# Given records
----

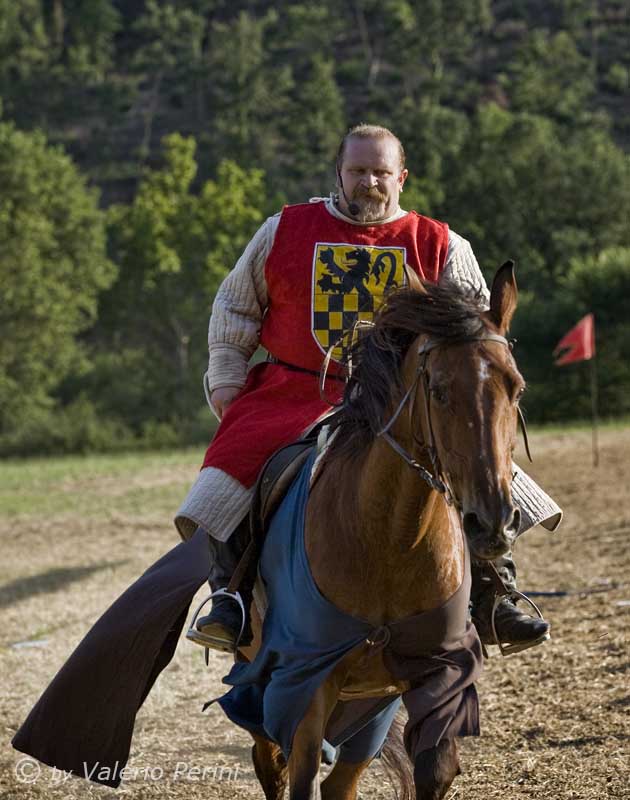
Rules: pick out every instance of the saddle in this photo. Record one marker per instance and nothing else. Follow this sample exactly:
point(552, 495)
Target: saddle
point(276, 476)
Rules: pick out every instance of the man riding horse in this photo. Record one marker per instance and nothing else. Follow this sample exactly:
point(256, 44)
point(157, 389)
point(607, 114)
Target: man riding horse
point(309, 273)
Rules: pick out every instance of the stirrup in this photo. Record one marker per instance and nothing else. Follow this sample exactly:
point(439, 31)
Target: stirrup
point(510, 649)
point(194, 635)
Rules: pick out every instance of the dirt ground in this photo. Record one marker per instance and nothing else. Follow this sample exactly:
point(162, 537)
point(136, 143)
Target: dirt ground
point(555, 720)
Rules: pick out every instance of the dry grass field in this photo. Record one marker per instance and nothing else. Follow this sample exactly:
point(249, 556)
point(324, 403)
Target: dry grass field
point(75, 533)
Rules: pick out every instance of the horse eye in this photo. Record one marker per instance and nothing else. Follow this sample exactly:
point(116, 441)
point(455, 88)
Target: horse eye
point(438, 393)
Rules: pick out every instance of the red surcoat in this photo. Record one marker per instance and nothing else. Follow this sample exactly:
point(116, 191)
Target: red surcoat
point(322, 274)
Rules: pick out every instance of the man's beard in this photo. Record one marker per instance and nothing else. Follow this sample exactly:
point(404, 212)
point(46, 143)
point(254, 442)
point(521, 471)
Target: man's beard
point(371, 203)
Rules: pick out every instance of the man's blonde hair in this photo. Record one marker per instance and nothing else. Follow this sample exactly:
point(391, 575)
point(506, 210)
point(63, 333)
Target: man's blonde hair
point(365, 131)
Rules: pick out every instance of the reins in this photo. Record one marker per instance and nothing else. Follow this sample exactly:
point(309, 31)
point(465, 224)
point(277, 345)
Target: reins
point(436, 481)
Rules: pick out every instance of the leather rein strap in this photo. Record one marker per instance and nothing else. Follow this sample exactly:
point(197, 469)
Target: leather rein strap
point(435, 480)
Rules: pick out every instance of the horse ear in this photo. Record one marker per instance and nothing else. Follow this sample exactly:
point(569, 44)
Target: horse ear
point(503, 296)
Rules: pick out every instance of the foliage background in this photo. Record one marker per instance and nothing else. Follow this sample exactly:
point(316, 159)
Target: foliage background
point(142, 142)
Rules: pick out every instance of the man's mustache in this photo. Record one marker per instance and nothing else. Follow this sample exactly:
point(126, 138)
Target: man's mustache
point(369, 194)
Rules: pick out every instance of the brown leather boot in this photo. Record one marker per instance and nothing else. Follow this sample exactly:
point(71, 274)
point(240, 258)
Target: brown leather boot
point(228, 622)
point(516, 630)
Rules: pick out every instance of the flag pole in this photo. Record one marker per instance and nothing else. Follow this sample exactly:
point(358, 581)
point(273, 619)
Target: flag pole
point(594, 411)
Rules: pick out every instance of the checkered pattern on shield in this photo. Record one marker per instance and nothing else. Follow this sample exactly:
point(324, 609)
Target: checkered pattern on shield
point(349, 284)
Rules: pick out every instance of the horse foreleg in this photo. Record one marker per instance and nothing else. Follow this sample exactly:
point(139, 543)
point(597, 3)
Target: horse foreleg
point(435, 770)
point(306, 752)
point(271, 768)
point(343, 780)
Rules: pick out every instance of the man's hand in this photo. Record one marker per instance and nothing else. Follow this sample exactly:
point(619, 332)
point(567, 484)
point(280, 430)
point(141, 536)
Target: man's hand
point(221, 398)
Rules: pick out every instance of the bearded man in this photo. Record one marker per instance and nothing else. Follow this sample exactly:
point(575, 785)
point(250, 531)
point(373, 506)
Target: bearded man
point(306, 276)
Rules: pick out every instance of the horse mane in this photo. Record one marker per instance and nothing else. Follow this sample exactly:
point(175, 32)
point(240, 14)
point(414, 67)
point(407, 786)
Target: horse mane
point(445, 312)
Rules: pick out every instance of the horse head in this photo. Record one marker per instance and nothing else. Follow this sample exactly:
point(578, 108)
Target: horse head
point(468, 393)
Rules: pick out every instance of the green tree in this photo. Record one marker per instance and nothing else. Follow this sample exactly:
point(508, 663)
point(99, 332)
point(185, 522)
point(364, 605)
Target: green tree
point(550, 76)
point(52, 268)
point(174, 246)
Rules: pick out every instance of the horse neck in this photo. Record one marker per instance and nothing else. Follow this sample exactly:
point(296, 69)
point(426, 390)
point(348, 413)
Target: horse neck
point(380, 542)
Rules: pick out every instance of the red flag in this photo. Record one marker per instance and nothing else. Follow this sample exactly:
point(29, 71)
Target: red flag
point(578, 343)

----

Copy the listing verbatim, omitting images.

Rules: pick out every instance of the saddle in this photo. Record one marker per instance and nothing else. Follow this sample exactly:
point(552, 495)
Target: saddle
point(276, 476)
Rules: pick out every instance of the man riding horse in this photo. Record one marker per instance and nothing else. Follow this sample exactly:
point(256, 44)
point(157, 389)
point(607, 114)
Target: man riding horse
point(309, 273)
Rules: pick out every instance of the stirrup in this photo. Record one marker per instance and nothing else. Follow this sample exactly:
point(439, 31)
Target: stirrup
point(510, 649)
point(194, 635)
Rules: pick out every instance of the dirt ground in this photo. Record one marker per instance and nothing else. Follow this sample exactly:
point(162, 537)
point(136, 143)
Target: dirt ground
point(555, 720)
Rules: pick out every instance of the dry grass field in this photo. Record one marker per instance and nothing else. Follow this sample exactly:
point(249, 556)
point(324, 403)
Target: dry grass field
point(75, 533)
Rules: pick out every instance of the horse eye in this photo. Record one marker per instance and nothing else. Follow this sample exactly:
point(116, 441)
point(455, 88)
Target: horse eye
point(438, 393)
Rules: pick out every instance of the red surcoat in this photo. Record one marker per instance and nothing else. Follow this sample exactly:
point(116, 191)
Target: red surcoat
point(322, 274)
Rules: pick out every instance of the man's beard in this photo. Record one marker per instance and nothing else. Follow this sample exactly:
point(404, 212)
point(46, 143)
point(254, 442)
point(521, 471)
Target: man's beard
point(371, 203)
Rules: pick out every instance of the man's blonde hair in this photo. Record one marker per instance and nothing else. Follow this sample exactly:
point(391, 575)
point(506, 210)
point(63, 333)
Target: man's blonde hair
point(365, 131)
Rules: pick out every instance of the reins in this photo. Record one marker per instance and nothing else. Follow this sample exactly:
point(309, 31)
point(465, 224)
point(277, 345)
Target: reins
point(436, 481)
Rules: pick out every instance of the leather rein strap in this photo. Record one marker per instance and nothing else. Follow this sample exactly:
point(197, 469)
Target: leather rein strap
point(435, 480)
Rules: pick out every instance of the horse ear in this photo. Record one marker per instance and nothing else. Follow this sample exactly:
point(569, 44)
Target: horse ear
point(503, 296)
Rules: pick out every instance of the foliage background in this photo. Record one marker per instance and nothing else. Follow this sample exactly:
point(316, 159)
Target: foliage background
point(142, 142)
Rules: pick out every instance of the man's mustache in this photo. Record one marker per instance and nothing else. Follow this sample exactly:
point(126, 138)
Target: man's mustache
point(369, 194)
Rules: pick out every instance of the brown leather boot in this photo. Record one marker per instance and nothing else. Follow this sample exactly:
point(71, 274)
point(240, 258)
Target: brown leather boot
point(228, 622)
point(516, 630)
Rules: pick out every instance of the flag pole in this photo. Record one marker per instance and nothing else. Follow this sample exactly:
point(358, 581)
point(273, 619)
Target: flag pole
point(594, 411)
Rules: pick out every instance of the checkered pattern on shield in this photo. Record one marker per instance and nothing else. Follow this sample exactly:
point(324, 609)
Target: checkered pattern on shield
point(349, 284)
Rules: pick out every instance of the horse foreleg in this photo. Record one marker per instance and nothing else. Follow this sample exactly:
point(139, 543)
point(597, 3)
Target: horse foreleg
point(435, 770)
point(306, 752)
point(271, 768)
point(343, 780)
Rules: pick out every instance of the man's hand in this photo. Record one marker per instance and nothing else. Follow this sample exactly:
point(619, 332)
point(567, 484)
point(280, 430)
point(141, 536)
Target: man's hand
point(221, 398)
Rules: pick out every instance of the bearded man in this photo. Record one marker per instance and nothing else. Follow this sample exactly:
point(575, 785)
point(250, 531)
point(373, 506)
Target: bearded man
point(306, 276)
Rules: pick out every instance of the horse mane in this photo. Record one marker per instance and nothing else. Follow this sample exactly:
point(175, 32)
point(240, 14)
point(414, 67)
point(407, 786)
Target: horse mane
point(445, 312)
Rules: pick out every instance of the horse head in this photo. Record one marker per instance and nothing else. Follow this sample exactly:
point(578, 108)
Target: horse head
point(468, 393)
Rules: pick out every instance of the green tree in this photo. Record one marker per instance and nothing else. Follow this sample exactly:
point(508, 663)
point(99, 332)
point(185, 522)
point(364, 605)
Target: green tree
point(550, 76)
point(52, 268)
point(174, 246)
Rules: pick out every instance of the horse neck in this photo. Record one marker per instance and nothing else. Follow this sample exactly:
point(296, 69)
point(426, 390)
point(348, 413)
Target: horse neck
point(380, 542)
Rules: pick out every instance of the red flag in this photo. Record one marker per instance and nothing else. Follow this sample exactly:
point(29, 71)
Target: red flag
point(578, 343)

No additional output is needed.